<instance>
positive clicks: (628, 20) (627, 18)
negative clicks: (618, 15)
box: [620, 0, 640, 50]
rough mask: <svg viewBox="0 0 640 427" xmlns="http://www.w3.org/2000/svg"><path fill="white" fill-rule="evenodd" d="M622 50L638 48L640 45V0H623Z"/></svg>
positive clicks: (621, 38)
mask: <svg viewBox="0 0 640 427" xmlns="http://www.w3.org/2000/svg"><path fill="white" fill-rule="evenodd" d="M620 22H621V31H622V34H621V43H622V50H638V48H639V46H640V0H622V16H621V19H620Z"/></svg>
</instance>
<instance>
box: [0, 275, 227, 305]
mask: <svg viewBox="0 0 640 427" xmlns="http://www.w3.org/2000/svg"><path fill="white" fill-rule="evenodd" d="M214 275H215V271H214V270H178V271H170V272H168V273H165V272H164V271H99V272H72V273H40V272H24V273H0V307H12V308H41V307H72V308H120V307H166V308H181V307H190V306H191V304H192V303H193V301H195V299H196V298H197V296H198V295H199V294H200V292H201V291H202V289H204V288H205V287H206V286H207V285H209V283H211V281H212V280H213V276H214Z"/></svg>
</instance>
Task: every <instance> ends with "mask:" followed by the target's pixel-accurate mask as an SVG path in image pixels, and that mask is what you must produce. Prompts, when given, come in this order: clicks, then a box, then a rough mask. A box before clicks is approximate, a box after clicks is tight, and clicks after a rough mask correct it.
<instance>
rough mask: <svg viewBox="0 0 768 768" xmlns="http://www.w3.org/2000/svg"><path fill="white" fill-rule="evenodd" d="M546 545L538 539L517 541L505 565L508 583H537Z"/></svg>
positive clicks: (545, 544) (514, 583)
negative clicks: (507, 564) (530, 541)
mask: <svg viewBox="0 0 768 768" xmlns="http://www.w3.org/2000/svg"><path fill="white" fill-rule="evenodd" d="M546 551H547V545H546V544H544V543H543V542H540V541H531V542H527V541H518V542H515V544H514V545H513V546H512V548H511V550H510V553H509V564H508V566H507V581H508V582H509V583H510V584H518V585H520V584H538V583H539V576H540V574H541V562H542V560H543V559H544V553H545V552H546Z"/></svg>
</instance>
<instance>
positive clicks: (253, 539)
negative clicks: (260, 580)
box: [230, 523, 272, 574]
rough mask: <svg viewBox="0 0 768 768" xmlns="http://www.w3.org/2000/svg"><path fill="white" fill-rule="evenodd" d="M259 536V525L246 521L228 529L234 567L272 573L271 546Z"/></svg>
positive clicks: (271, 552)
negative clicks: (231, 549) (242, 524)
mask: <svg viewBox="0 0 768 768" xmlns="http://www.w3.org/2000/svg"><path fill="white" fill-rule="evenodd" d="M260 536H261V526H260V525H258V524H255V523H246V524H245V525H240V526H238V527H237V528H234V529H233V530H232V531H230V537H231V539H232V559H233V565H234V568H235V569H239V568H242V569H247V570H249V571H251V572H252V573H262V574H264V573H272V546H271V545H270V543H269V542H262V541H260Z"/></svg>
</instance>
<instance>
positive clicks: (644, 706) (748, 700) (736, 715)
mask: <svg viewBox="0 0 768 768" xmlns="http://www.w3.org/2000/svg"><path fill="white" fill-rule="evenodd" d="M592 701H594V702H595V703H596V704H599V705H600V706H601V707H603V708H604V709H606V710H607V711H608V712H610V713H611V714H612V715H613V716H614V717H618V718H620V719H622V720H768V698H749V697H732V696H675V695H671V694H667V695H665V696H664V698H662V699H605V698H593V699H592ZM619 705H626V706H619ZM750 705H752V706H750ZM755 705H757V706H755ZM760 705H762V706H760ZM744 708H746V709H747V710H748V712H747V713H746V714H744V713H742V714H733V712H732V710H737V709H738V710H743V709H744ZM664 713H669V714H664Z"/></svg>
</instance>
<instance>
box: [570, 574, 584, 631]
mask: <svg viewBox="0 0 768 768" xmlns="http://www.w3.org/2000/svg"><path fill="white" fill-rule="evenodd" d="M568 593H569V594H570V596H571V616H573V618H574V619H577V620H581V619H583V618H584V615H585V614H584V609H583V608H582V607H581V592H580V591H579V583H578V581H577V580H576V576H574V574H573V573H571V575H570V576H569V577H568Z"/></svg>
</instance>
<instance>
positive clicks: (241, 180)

■ ■ ■ ■ ■ ■ ■

WHAT TO WORK ON ::
Go through the records above and copy each one exactly.

SOLUTION ::
<instance>
positive clicks: (628, 20) (627, 18)
negative clicks: (618, 15)
box: [620, 0, 640, 50]
rough mask: <svg viewBox="0 0 640 427" xmlns="http://www.w3.org/2000/svg"><path fill="white" fill-rule="evenodd" d="M622 50L638 48L640 45V0H623Z"/></svg>
positive clicks: (621, 38)
mask: <svg viewBox="0 0 640 427" xmlns="http://www.w3.org/2000/svg"><path fill="white" fill-rule="evenodd" d="M620 22H621V31H622V34H621V43H622V50H638V48H639V46H640V0H622V16H621V19H620Z"/></svg>
</instance>
<instance>
box: [0, 275, 227, 305]
mask: <svg viewBox="0 0 640 427" xmlns="http://www.w3.org/2000/svg"><path fill="white" fill-rule="evenodd" d="M214 275H215V271H214V270H178V271H170V272H168V273H165V272H164V271H99V272H72V273H40V272H24V273H0V307H12V308H41V307H72V308H120V307H166V308H181V307H190V306H191V304H192V303H193V301H195V299H196V298H197V296H198V295H199V294H200V292H201V291H202V289H204V288H205V287H206V286H207V285H209V283H211V281H212V280H213V276H214Z"/></svg>
</instance>
Task: every <instance> ends with "mask:" followed by the target's pixel-accurate mask as an SVG path in image pixels, and that mask is what you must produce. Prompts, when given, come in this order: clicks, then a box, then a rough mask. A box before clicks is approximate, a box after clicks is tight, and clicks after a rough mask correct it.
<instance>
rough mask: <svg viewBox="0 0 768 768" xmlns="http://www.w3.org/2000/svg"><path fill="white" fill-rule="evenodd" d="M546 545L538 539L517 541L505 565L508 583H537Z"/></svg>
positive clicks: (545, 544) (514, 583)
negative clicks: (507, 564) (530, 541)
mask: <svg viewBox="0 0 768 768" xmlns="http://www.w3.org/2000/svg"><path fill="white" fill-rule="evenodd" d="M546 551H547V545H546V544H544V543H543V542H540V541H531V542H527V541H518V542H515V544H514V545H513V546H512V548H511V550H510V553H509V564H508V566H507V581H508V582H509V583H510V584H518V585H520V584H538V583H539V576H540V574H541V562H542V560H543V559H544V553H545V552H546Z"/></svg>
</instance>
<instance>
positive clicks: (253, 539)
negative clicks: (260, 580)
box: [230, 523, 272, 574]
rough mask: <svg viewBox="0 0 768 768" xmlns="http://www.w3.org/2000/svg"><path fill="white" fill-rule="evenodd" d="M259 536V525L246 521L228 529L234 567L272 573L271 546Z"/></svg>
positive clicks: (271, 552)
negative clicks: (231, 549) (242, 524)
mask: <svg viewBox="0 0 768 768" xmlns="http://www.w3.org/2000/svg"><path fill="white" fill-rule="evenodd" d="M260 536H261V526H260V525H258V524H255V523H246V524H245V525H240V526H238V527H237V528H234V529H233V530H232V531H230V537H231V539H232V559H233V565H234V568H235V569H239V568H242V569H247V570H249V571H251V572H252V573H262V574H264V573H272V546H271V545H270V543H269V542H262V541H260Z"/></svg>
</instance>
<instance>
positive clicks: (644, 706) (748, 700) (736, 715)
mask: <svg viewBox="0 0 768 768" xmlns="http://www.w3.org/2000/svg"><path fill="white" fill-rule="evenodd" d="M592 701H594V702H595V703H596V704H599V705H600V706H601V707H603V708H604V709H606V710H607V711H608V712H610V713H611V714H612V715H613V716H614V717H618V718H620V719H622V720H768V698H749V697H732V696H675V695H671V694H667V695H665V696H664V698H662V699H605V698H593V699H592ZM619 705H626V706H619ZM750 705H752V706H750ZM755 705H757V706H755ZM760 705H762V706H760ZM744 708H746V709H747V710H748V712H747V713H746V714H744V713H742V714H733V712H732V710H737V709H738V710H743V709H744ZM664 713H669V714H664Z"/></svg>
</instance>
<instance>
box: [570, 574, 584, 631]
mask: <svg viewBox="0 0 768 768" xmlns="http://www.w3.org/2000/svg"><path fill="white" fill-rule="evenodd" d="M568 593H569V594H570V596H571V616H573V618H574V619H577V620H581V619H583V618H584V615H585V614H584V609H583V608H582V607H581V592H580V591H579V583H578V581H577V580H576V576H574V574H573V573H571V575H570V576H569V577H568Z"/></svg>
</instance>
<instance>
positive clicks: (241, 180)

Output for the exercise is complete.